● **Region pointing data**

<<<<

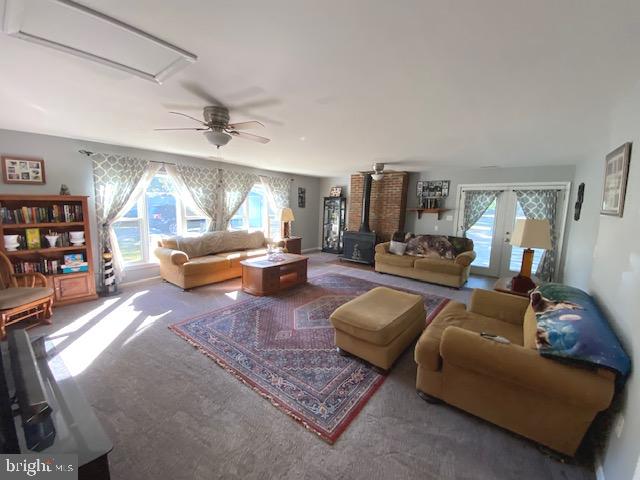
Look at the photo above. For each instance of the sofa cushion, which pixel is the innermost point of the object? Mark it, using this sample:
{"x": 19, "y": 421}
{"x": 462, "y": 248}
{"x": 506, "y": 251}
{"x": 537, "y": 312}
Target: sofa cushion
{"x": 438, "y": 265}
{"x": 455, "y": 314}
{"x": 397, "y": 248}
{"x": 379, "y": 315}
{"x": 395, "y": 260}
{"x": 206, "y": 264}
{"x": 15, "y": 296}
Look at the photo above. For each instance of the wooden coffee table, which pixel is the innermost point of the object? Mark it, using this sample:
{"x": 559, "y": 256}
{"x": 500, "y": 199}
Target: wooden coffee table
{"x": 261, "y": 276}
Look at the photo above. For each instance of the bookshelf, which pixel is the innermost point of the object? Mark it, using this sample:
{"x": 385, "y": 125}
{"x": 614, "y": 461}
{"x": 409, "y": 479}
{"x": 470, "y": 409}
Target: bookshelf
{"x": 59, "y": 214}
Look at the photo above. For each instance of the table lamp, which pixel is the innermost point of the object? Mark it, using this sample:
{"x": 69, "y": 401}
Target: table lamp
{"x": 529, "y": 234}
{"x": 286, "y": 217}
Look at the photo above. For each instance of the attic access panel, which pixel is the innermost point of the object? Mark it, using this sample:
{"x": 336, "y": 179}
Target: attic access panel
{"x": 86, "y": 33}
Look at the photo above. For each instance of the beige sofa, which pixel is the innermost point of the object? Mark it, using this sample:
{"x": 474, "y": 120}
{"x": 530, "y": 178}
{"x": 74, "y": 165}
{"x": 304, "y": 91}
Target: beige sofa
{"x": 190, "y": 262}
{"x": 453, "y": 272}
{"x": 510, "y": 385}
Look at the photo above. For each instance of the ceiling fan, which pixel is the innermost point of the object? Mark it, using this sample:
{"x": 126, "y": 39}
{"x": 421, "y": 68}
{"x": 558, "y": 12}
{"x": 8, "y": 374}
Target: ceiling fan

>>>>

● **TASK STATEMENT**
Where a line of the records above holds the word "sample", copy that line.

● **SOLUTION**
Look at the photo above. For each instance of the sofa cushion, which pixel is the innermost point of the object? Mark it, using this sample:
Look at the photo above. For each instance of the wooden coffee table, which pixel is the innermost point of the object? Mark it, using this sample:
Look at the photo above. For each instance of the bookshelf, which pixel is the innermost point of the object? Mark it, using this sample:
Look at the photo above. For each instance of the table lamp, which pixel is the innermost point of the object? Mark it, using this sample:
Look at the photo above. For each instance of the attic access panel, which pixel is the innermost point of the object? Mark it, using this sample:
Look at the photo above. For each instance of the beige sofa, which pixel is the innermost point of the object? Mark it, using this sample:
Look at the photo above. For each instance of the ceiling fan, which pixel is the innermost point of the object? Mark it, using this sample:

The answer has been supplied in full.